[Information provided]
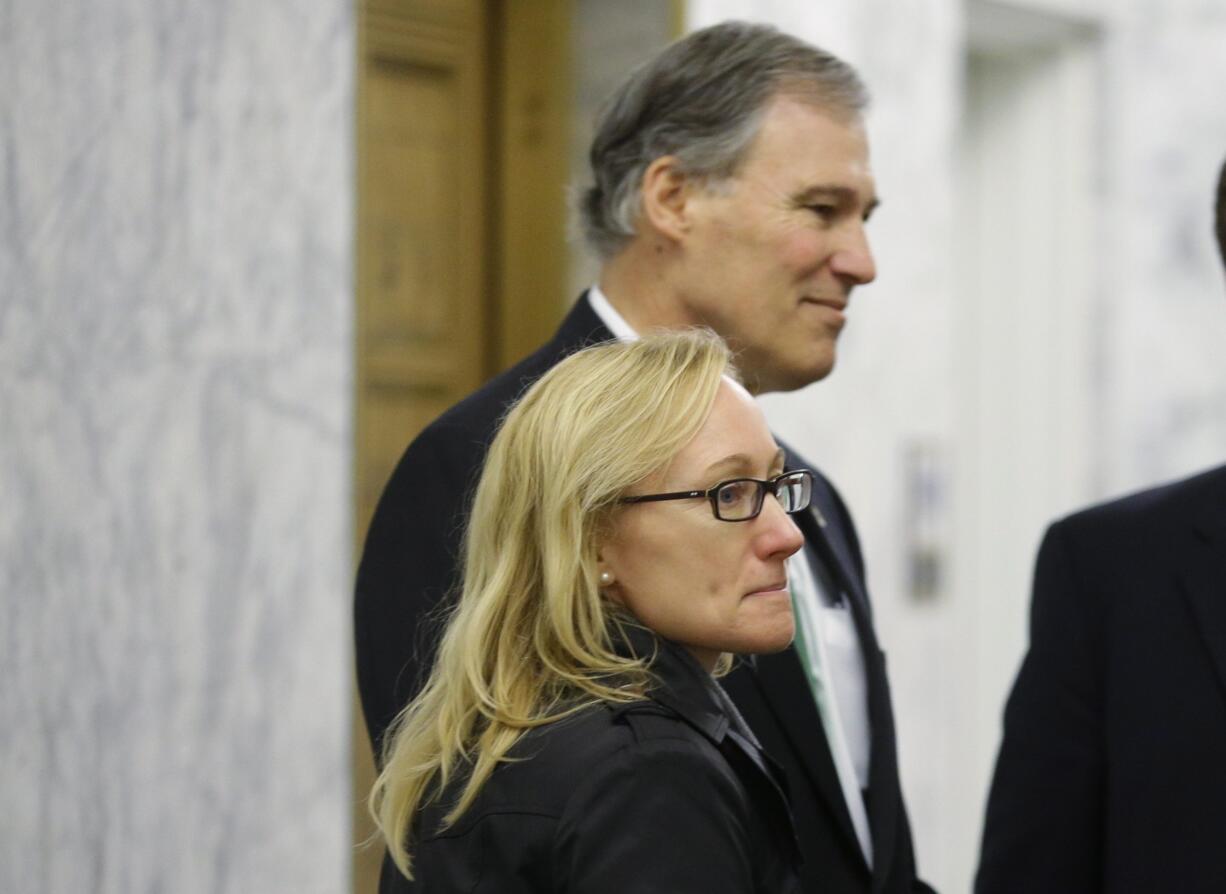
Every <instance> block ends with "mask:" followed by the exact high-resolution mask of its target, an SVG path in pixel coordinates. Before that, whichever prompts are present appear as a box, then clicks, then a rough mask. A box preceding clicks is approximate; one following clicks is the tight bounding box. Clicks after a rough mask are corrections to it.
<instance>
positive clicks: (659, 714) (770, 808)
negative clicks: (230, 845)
mask: <svg viewBox="0 0 1226 894" xmlns="http://www.w3.org/2000/svg"><path fill="white" fill-rule="evenodd" d="M630 633H631V639H633V644H634V648H633V649H631V650H629V651H633V654H635V655H639V656H641V657H647V659H650V657H651V656H652V655H653V654H655V655H656V659H655V661H653V662H652V674H653V676H655V678H656V679H657V681H658V686H657V687H656V689H653V690H652V692H651V700H649V701H636V703H630V704H623V705H614V704H607V703H606V704H600V705H593V706H591V708H587V709H584V710H582V711H581V713H580V714H577V715H575V716H573V717H568V719H565V720H562V721H558V722H555V724H549V725H547V726H543V727H538V728H537V730H533V731H531V732H530V733H527V735H525V736H524V738H521V739H520V741H519V742H517V743H516V744H515V747H514V748H512V749H511V757H512V758H515V762H514V763H506V764H503V765H500V766H499V768H498V769H497V770H495V771H494V773H493V775H492V776H490V777H489V780H488V781H487V782H485V785H484V786H483V787H482V790H481V792H479V793H478V795H477V800H476V801H474V802H473V804H472V807H470V808H468V811H466V812H465V814H463V816H462V817H461V818H460V820H459V822H457V823H456V824H455V825H452V827H450V828H447V829H445V830H441V831H439V829H440V828H441V819H443V816H444V814H445V813H446V809H447V807H449V806H450V804H451V803H454V802H455V798H456V797H457V796H459V786H455V785H454V786H452V787H451V789H450V790H449V791H446V792H445V793H444V796H443V798H441V800H440V802H439V803H435V804H432V806H430V807H428V808H427V809H425V811H423V812H422V813H421V814H419V817H421V819H419V822H418V828H417V831H416V836H417V839H418V842H417V844H416V846H412V852H413V857H414V867H413V874H414V881H413V882H408V881H407V879H405V878H403V877H401V876H398V874H395V873H391V874H389V873H385V874H384V878H383V884H381V892H383V894H397V893H406V894H407V893H408V892H412V893H413V894H481V893H484V892H488V893H489V894H564V893H565V892H575V893H576V894H628V893H630V892H633V893H634V894H651V893H653V892H658V893H660V894H685V892H693V894H711V893H712V892H726V893H727V894H734V893H736V894H756V893H758V892H761V893H763V894H767V893H769V894H790V893H791V894H794V893H796V892H798V890H799V881H798V878H797V865H798V863H799V852H798V851H797V846H796V838H794V835H793V833H792V823H791V819H790V817H788V812H787V802H786V801H785V797H783V793H782V791H781V790H780V787H779V782H777V781H776V779H775V776H774V773H775V771H774V769H772V768H771V765H770V764H769V760H767V758H766V757H765V755H764V754H763V753H761V751H760V749H759V748H758V747H756V746H755V744H754V743H753V741H752V739H750V738H749V737H748V736H747V735H745V733H744V731H743V730H744V727H739V728H738V726H737V721H736V720H734V719H733V717H731V716H729V715H728V713H727V711H726V710H725V704H726V703H725V701H722V700H721V697H720V693H718V690H717V684H716V683H715V682H714V681H712V679H711V677H710V674H707V673H706V671H704V670H702V667H701V666H700V665H699V663H698V662H696V661H695V660H694V659H693V657H691V656H690V655H689V654H688V652H687V651H685V650H684V649H682V648H680V646H677V645H673V644H669V643H664V641H662V640H658V639H656V638H655V636H653V635H652V634H651V633H650V632H649V630H645V629H642V628H638V629H633V630H630Z"/></svg>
[/Information provided]
### Task requirements
Wherever a line above contains "instance", copy that line.

### Output
Every <instance> block ends with "mask:" followed by the exact high-resolution mask of its target, an SVG path in pixel coordinates. Before that, whichever prompts are present appear as a box, then clicks, then a rough mask. A box preceding clicks is approximate; one following clicks is the tight bounding box. Clicks after a rough mask are corrections to it.
<instance>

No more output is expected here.